## Exercise details:
Without the pictures, return each record as it appears.

-- Start --

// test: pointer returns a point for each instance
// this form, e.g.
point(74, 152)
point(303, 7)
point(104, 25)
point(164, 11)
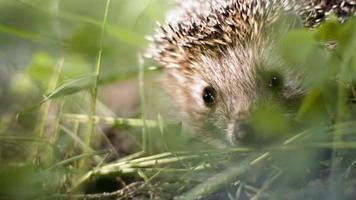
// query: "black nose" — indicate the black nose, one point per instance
point(243, 132)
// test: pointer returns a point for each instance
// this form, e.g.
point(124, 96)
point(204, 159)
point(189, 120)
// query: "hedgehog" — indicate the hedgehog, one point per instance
point(219, 62)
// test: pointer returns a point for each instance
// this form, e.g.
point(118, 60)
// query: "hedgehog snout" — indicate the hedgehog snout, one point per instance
point(240, 132)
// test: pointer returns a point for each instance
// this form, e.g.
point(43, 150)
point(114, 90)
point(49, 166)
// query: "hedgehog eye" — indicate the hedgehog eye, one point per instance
point(275, 81)
point(209, 96)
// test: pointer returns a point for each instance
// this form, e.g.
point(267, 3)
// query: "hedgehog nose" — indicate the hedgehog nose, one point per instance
point(242, 132)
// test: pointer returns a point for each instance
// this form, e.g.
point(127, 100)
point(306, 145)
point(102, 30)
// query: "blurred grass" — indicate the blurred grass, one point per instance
point(55, 128)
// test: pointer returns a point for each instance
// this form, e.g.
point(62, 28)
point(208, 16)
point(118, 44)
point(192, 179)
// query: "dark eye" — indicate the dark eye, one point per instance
point(275, 81)
point(209, 96)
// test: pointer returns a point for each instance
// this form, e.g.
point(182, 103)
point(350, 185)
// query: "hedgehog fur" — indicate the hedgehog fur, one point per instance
point(221, 46)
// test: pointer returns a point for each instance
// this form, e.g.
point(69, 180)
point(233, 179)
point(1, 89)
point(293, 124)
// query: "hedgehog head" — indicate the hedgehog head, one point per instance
point(218, 66)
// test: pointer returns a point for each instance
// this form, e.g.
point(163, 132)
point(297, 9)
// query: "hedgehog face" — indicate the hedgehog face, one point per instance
point(217, 94)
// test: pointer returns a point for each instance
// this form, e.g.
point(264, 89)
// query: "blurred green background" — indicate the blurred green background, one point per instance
point(51, 52)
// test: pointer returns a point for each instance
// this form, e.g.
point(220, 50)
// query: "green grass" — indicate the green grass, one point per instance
point(62, 58)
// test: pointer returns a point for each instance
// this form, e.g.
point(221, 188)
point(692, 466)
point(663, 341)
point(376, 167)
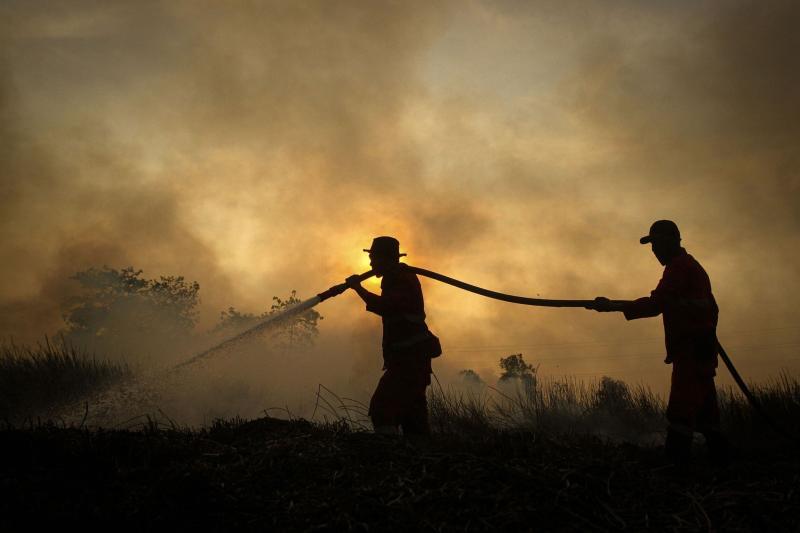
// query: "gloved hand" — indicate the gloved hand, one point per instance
point(353, 281)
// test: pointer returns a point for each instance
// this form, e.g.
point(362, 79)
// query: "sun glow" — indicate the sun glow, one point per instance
point(372, 283)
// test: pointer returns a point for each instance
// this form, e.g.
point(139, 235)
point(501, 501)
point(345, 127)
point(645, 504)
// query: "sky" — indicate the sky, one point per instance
point(258, 147)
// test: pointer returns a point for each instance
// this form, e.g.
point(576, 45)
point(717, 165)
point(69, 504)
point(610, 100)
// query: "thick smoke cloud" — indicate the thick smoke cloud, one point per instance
point(258, 147)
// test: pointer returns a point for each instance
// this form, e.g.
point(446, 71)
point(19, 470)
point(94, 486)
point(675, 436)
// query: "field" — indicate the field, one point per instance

-- End --

## Task response:
// test: pointer returns a point for each instance
// this form, e.g.
point(74, 152)
point(303, 7)
point(104, 25)
point(164, 11)
// query: "black nose" — indicate the black nose, one point per instance
point(243, 132)
// test: pointer returns a point for each instance
// this form, e.g.
point(124, 96)
point(204, 159)
point(189, 120)
// query: "hedgehog" — indicate the hedgehog, one point per instance
point(219, 62)
// test: pointer returns a point for each instance
// this form, e.g.
point(118, 60)
// query: "hedgehog snout" — indicate the hedgehog snout, one point per instance
point(240, 132)
// test: pointer returns a point for each instance
// this form, e.g.
point(43, 150)
point(114, 90)
point(49, 166)
// query: "hedgehog eye" — indicate the hedgehog eye, one point per instance
point(275, 81)
point(209, 96)
// test: pointer returns a point for each instance
// this form, e.g.
point(267, 3)
// query: "hedgehog nose" — indicate the hedgehog nose, one point per instance
point(242, 132)
// test: pointer returns a point for each instance
// this form, e.g.
point(127, 100)
point(306, 145)
point(102, 30)
// query: "blurred grass" — indicate the blurred grass, one point per instance
point(55, 128)
// test: pointer returns a point for each instance
// this form, e.g.
point(62, 28)
point(208, 16)
point(118, 44)
point(192, 179)
// query: "dark eye" — indicate the dark eye, one point per instance
point(275, 81)
point(209, 96)
// test: pointer returns a point for each instance
// this form, e.g.
point(182, 103)
point(350, 185)
// query: "hedgehog fur" — indicate the hedgehog fur, one point per instance
point(221, 46)
// test: pointer returns a point for each instance
// this form, e.g.
point(69, 180)
point(233, 179)
point(1, 89)
point(293, 124)
// query: "hedgehog head" — indicate the hedgehog head, one point per instance
point(218, 66)
// test: pointer returns a point for each instance
// this form, e.g.
point(163, 132)
point(297, 9)
// query: "hedgehog face" — indicate the hedgehog face, one point per instance
point(217, 94)
// test: pointer returns a point for each instance
// this form, e.g.
point(264, 89)
// query: "blurred green background" — indicate the blurred green background, one point per instance
point(51, 52)
// test: pointer returns a point for each instance
// this form, e.g.
point(220, 50)
// query: "green grass" — indicate the green grass, one point per instance
point(62, 58)
// test: pointer returns a point for each instance
// this form, e.g.
point(221, 188)
point(692, 466)
point(663, 341)
point(376, 167)
// query: "gloved hand" — indicate the gloved hand, one point per instance
point(353, 281)
// test: pointer returns a point for each instance
// this form, e.g.
point(362, 79)
// query: "sun glow" — indicate the sun glow, one point per instance
point(372, 283)
// test: pointer returns a point for each instance
// this form, e.g.
point(139, 235)
point(501, 501)
point(345, 127)
point(645, 504)
// query: "sky" — indicate the sky, one point per instance
point(258, 147)
// test: pointer returns a point for each instance
// this form, e.g.
point(576, 45)
point(717, 165)
point(69, 504)
point(610, 100)
// query: "thick smoke cloud" — indicate the thick smoke cloud, one point per instance
point(258, 147)
// test: pointer returns a point for each instance
// this form, e.g.
point(446, 71)
point(19, 470)
point(94, 486)
point(675, 436)
// query: "field" — indicate the field, one point per instance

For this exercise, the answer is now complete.